*** Given records ***

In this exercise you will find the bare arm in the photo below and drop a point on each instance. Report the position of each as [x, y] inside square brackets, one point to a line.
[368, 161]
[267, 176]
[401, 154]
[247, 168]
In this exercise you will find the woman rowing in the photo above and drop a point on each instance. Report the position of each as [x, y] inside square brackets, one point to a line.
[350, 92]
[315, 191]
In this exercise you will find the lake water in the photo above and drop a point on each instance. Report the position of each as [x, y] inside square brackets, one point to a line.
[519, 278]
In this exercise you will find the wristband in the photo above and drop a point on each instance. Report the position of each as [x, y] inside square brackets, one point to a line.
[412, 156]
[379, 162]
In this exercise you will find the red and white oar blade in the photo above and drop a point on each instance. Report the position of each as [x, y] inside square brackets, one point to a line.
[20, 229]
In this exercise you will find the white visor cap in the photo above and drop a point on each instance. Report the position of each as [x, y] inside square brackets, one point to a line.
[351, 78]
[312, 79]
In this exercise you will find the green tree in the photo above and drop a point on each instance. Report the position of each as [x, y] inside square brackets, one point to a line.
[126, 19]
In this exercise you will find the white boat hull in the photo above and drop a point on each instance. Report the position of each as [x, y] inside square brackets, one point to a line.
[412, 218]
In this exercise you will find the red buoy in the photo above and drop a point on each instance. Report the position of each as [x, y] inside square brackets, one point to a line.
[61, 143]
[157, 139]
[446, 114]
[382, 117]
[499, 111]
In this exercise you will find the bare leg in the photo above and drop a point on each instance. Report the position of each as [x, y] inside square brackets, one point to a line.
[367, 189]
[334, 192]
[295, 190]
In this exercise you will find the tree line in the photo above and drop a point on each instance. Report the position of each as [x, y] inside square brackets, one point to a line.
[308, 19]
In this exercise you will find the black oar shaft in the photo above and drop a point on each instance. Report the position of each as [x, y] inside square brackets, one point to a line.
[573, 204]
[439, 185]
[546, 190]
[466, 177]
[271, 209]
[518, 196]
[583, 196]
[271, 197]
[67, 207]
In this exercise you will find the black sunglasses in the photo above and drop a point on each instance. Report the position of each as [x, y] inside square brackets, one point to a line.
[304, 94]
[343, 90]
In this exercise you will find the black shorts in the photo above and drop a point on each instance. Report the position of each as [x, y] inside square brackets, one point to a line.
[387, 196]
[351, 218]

*** End of Given records ***

• [Task]:
Reproduce exactly what appears from the line containing "In this exercise you will find the black sunglasses" down to the final line of the data.

• [Written answer]:
In this exercise you will find the black sunglasses in the photo above and drop a point on each instance. Report the position of each as [x, y] inside square brackets, one point to a line.
[304, 94]
[343, 90]
In this exercise you will find the black shorts in the photo above and drop a point on each instance. Report the position of each as [x, y] inside square brackets, one point to a line.
[387, 196]
[351, 218]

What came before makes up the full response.